[Dataset excerpts]:
◆ ◆ ◆ ◆ ◆ ◆ ◆

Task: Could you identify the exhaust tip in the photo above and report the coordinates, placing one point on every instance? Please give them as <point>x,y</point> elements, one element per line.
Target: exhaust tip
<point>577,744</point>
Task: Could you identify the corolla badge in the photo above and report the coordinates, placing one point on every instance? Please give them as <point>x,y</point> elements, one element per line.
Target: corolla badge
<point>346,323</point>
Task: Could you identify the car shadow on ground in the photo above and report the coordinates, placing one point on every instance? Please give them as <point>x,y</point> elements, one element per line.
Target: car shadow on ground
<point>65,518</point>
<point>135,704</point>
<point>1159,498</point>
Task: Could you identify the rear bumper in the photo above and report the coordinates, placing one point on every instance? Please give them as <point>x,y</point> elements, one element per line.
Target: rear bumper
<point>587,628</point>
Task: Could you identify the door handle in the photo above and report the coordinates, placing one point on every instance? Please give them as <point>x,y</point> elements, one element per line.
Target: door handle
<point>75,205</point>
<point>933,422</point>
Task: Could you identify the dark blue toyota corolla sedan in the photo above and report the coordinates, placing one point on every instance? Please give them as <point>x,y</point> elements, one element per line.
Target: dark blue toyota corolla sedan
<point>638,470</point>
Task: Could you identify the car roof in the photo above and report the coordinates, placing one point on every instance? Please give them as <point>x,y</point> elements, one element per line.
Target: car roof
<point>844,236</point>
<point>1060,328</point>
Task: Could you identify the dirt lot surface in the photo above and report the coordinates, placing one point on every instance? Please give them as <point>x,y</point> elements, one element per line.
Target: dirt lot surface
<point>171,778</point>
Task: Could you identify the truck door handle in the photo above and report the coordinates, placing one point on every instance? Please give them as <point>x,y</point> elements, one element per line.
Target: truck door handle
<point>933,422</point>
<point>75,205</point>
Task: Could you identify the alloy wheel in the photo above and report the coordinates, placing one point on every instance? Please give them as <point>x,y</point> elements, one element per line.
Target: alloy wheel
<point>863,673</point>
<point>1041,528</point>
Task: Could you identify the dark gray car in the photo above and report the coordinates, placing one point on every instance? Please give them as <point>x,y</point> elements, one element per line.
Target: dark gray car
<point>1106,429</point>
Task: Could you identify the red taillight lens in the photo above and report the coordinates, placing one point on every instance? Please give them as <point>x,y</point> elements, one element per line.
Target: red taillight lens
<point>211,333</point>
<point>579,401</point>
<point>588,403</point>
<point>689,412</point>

◆ ◆ ◆ ◆ ◆ ◆ ◆

[Requirement]: Set down every record above exactly as given.

[Exercise output]:
Task: Could you identify the exhaust tip in the photo above and report the coordinates, placing one point on every instance? Please give them as <point>x,y</point> elements, one element per line.
Target: exhaust tip
<point>577,744</point>
Task: Could you identify the corolla badge in the photo above and report the coordinates, placing one point on every instance? Please give them as <point>x,y</point> elements, one element per line.
Target: corolla badge
<point>346,323</point>
Task: Could you identify the car shadow on ground in the photo above and report the coordinates, placing one point on every instance? Please give them as <point>x,y</point> elements, one element per line.
Target: car shadow on ground
<point>65,518</point>
<point>135,704</point>
<point>1159,498</point>
Task: Could you identify the rear bumper in the photo above and report the coordinates, placing one point on every instance? Please give them as <point>x,y</point> elements, one element per line.
Target: rear bumper
<point>587,628</point>
Task: Could you identify the door handle in the photo above and report the coordinates, placing one point on every instance? Please give them as <point>x,y</point> elements, one element per line.
Target: door handle
<point>75,205</point>
<point>933,422</point>
Task: Could you identify the dark blue toyota corolla sedan in the photo above and report the coordinates, placing one point on every instance? Please give them as <point>x,y</point> elements, one element per line.
Target: dark blue toyota corolla sedan
<point>638,470</point>
Task: Could you identify the car roof in the photo above and report the coordinates, placing one point on every instance? Please give them as <point>x,y</point> elements, one element per line.
Target: car roof
<point>844,236</point>
<point>1060,328</point>
Task: Could you identify the dirt lot surface in the photo above and report the coordinates, placing one point on every instance? Please give them as <point>x,y</point> elements, one element per line.
Target: dirt lot surface
<point>171,778</point>
Task: Could you identify the truck door handle in the photo above and report the coordinates, placing one point on every instance? Please give them as <point>x,y</point> elements, one element per line.
Target: truck door handle
<point>933,422</point>
<point>75,205</point>
Task: Could you identify the alloy wheel in the photo above and report the coordinates, placing one point on every instance? Please give them as <point>x,y</point> elements, one element per line.
Target: alloy wheel
<point>863,673</point>
<point>1041,528</point>
Task: Could you identify the dark gray car in the photo above and report the coordinates, placing one point on every instance? Please give them as <point>x,y</point> elements, one element per line.
Target: dark gray car
<point>1106,429</point>
Task: Could you identify the red taillight lens in the photo above and report the coordinates, placing one point on every instance? Please give them as <point>x,y</point> elements, one element per line.
Target: red taillight lens
<point>211,333</point>
<point>579,401</point>
<point>588,403</point>
<point>689,412</point>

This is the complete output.